# Instruction
Go through the records underneath and write each one out again exactly.

Data entries
--- --- ---

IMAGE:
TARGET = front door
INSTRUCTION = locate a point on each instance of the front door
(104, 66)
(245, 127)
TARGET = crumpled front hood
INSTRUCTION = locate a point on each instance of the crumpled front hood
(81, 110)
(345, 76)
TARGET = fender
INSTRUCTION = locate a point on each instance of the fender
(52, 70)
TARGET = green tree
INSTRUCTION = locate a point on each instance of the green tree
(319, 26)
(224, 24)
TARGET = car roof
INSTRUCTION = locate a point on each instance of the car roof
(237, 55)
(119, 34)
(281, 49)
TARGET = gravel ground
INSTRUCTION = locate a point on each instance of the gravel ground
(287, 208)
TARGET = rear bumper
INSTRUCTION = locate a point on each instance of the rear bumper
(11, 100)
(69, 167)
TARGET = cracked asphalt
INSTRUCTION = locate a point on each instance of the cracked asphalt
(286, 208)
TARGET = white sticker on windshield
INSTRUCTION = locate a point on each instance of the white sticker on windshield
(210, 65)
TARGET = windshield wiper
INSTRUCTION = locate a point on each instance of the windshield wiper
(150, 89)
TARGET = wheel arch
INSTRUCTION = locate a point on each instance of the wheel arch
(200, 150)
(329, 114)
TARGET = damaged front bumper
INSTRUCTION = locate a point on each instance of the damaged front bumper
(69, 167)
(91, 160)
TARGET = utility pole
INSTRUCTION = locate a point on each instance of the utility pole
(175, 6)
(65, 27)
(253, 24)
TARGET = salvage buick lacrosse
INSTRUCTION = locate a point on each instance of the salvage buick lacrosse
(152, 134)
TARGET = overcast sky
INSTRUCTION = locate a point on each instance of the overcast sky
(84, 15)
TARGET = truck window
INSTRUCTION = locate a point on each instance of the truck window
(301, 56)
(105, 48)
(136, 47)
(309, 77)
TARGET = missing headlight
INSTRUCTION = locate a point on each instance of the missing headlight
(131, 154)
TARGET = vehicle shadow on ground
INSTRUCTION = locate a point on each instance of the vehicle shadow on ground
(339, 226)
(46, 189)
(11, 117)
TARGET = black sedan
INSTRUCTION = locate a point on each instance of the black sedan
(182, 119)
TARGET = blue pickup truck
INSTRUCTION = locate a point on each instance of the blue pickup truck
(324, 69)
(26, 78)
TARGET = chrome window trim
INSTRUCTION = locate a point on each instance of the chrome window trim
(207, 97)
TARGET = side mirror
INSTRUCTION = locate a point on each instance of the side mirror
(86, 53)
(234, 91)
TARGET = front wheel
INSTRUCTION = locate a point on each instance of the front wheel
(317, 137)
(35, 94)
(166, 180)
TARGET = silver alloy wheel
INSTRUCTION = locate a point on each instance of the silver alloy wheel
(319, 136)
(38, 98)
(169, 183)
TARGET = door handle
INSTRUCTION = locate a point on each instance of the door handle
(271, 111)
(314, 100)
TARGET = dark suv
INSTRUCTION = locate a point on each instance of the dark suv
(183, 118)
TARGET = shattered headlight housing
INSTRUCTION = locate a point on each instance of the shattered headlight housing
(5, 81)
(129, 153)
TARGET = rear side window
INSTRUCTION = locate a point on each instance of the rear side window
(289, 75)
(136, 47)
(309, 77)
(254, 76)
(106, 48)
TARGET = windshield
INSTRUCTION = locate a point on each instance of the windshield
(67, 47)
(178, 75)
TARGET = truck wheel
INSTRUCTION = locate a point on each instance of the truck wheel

--- --- ---

# Response
IMAGE:
TARGET = front door
INSTRUCTION = locate a point on each instance of the front door
(104, 66)
(245, 127)
TARGET = crumpled front hood
INSTRUCTION = locate a point on each instance of the crumpled front hood
(81, 110)
(345, 76)
TARGET = fender
INSTRUCTION = locate a point on each instance of the fender
(52, 70)
TARGET = green tree
INSTRUCTION = locate a point on each instance of the green tree
(319, 26)
(224, 24)
TARGET = car roof
INSTRUCTION = locate a point on each instance of the car roof
(237, 55)
(119, 34)
(281, 49)
TARGET = gravel ground
INSTRUCTION = locate a point on each instance of the gravel ground
(287, 208)
TARGET = rear bumper
INSTRUCTION = locate a point on each instance of the rear bumper
(11, 100)
(69, 167)
TARGET = cracked asphalt
INSTRUCTION = locate a point on each instance of the cracked asphalt
(286, 208)
TARGET = white sticker on windshield
INSTRUCTION = locate a point on each instance of the white sticker on windshield
(210, 65)
TARGET = windshield wiper
INSTRUCTION = locate a point on each instance of the windshield wiper
(150, 89)
TARGET = wheel arch
INSTRUCTION = locate a point on each instance of the wheel arch
(200, 150)
(329, 114)
TARGET = damaged front bumper
INSTRUCTION = locate a point on each instance of the damaged front bumper
(69, 167)
(91, 160)
TARGET = utility pole
INSTRUCTION = locate a point on each instance of the utility pole
(175, 6)
(65, 27)
(253, 24)
TARGET = salvage buick lacrosse
INSTRUCTION = locate a point on each instance of the salvage buick lacrosse
(152, 134)
TARGET = overcast sky
INSTRUCTION = locate a point on each instance of the overcast sky
(84, 15)
TARGET = truck window
INSTRUCTION = locate a point on each instance of the truck window
(301, 56)
(105, 48)
(136, 47)
(309, 77)
TARGET = missing headlight
INSTRUCTION = locate a point on each instance of the missing headlight
(131, 154)
TARGET = vehicle shadow on ground
INSTRUCTION = locate a point on each instance of the vehicle shadow on ground
(339, 226)
(46, 189)
(11, 117)
TARGET = black sedan
INSTRUCTION = locate a point on each instance of the black sedan
(182, 119)
TARGET = blue pickup truck
INSTRUCTION = locate a point on each instance of the blue pickup truck
(324, 69)
(26, 78)
TARGET = chrome window trim
INSTRUCTION = locate a point on each instance of the chrome window trim
(207, 97)
TARGET = side mirror
INSTRUCTION = locate a point on each instance of the side mirror
(86, 53)
(234, 91)
TARGET = front wheel
INSTRUCTION = locate a point on each instance of the front wheel
(317, 137)
(35, 94)
(166, 180)
TARGET = silver alloy wheel
INSTRUCTION = locate a point on each instance of the silver alloy wheel
(319, 136)
(38, 98)
(169, 183)
TARGET = door handle
INSTRUCTION = locate a point on each instance of the door handle
(271, 111)
(314, 100)
TARGET = dark suv
INSTRUCTION = locate a point on each instance of the dark suv
(183, 118)
TARGET = shattered headlight housing
INSTRUCTION = locate a point on each instance of the shattered headlight housing
(5, 81)
(129, 153)
TARGET = rear side window
INSTRUCTION = locate a point on each instance of the rear side window
(289, 75)
(136, 47)
(309, 77)
(254, 76)
(106, 48)
TARGET = windshield
INSTRUCTION = locate a point on each instance of the windshield
(67, 47)
(178, 75)
TARGET = truck wheel
INSTRUCTION = locate a point on each instance of the truck wheel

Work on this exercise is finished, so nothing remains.